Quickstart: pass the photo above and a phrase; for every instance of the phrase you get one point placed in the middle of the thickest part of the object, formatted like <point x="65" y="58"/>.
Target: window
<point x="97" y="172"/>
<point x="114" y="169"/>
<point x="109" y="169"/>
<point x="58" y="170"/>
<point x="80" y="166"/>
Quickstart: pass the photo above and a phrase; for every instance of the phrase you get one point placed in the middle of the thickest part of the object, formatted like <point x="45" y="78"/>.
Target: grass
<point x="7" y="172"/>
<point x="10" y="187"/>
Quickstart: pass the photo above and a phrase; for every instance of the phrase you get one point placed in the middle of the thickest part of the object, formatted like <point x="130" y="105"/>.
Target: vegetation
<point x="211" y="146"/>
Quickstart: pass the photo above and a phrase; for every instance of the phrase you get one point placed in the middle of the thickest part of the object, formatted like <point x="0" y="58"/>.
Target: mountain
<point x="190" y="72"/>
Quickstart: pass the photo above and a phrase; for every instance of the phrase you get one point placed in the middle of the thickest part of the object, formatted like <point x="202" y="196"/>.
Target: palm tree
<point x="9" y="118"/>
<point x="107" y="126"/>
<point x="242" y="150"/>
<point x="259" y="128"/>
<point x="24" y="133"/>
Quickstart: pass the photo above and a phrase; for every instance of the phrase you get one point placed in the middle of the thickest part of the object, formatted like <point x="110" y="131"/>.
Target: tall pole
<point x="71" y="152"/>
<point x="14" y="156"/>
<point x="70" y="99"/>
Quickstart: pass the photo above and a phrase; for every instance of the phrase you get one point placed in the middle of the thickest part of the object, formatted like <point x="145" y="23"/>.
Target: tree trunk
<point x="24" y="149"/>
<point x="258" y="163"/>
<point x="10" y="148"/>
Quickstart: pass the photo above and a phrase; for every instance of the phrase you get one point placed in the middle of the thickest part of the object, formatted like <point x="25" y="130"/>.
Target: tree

# # #

§ **EXERCISE OBJECTIVE**:
Pick out all lines in the records above that contain the word "every", and copy each of them out in full.

§ **OUTPUT FOR THIS EXERCISE**:
Quickstart: pass the photo above and a phrase; for every instance of the phrase you get one point placed in the middle of the thickest part of the object, formatted like <point x="65" y="58"/>.
Quickstart: pass the photo above and a phrase; for every instance of the phrase you get one point placed in the middle of the thickest part of the object, formatted like <point x="45" y="78"/>.
Quickstart: pass the photo above and a phrase; for every instance of the phrase you get one point placed in the middle of the thickest part of the object, formatted like <point x="130" y="105"/>.
Quickstart: pass the photo above and a phrase; for every instance of the phrase you get one point placed in the middle of the thickest part of the object, formatted like <point x="0" y="58"/>.
Quickstart: pass the photo above and a phrase; for every instance of the phrase you get one point placed in the middle of the thickest part of the object, formatted like <point x="202" y="196"/>.
Quickstart: pass the photo above and a phrase; for every instance of the phrase you get one point placed in the middle of the thickest part of the object, formatted like <point x="110" y="131"/>.
Quickstart: pass the photo above and a phrase; for every instance of the phrase you get one point placed in the middle of the thickest part of the object, formatted like <point x="145" y="23"/>.
Quickstart: pass the photo above and a phrase; for every instance of the phrase you get one point placed in the middle of the thickest part of the object, formatted like <point x="25" y="130"/>.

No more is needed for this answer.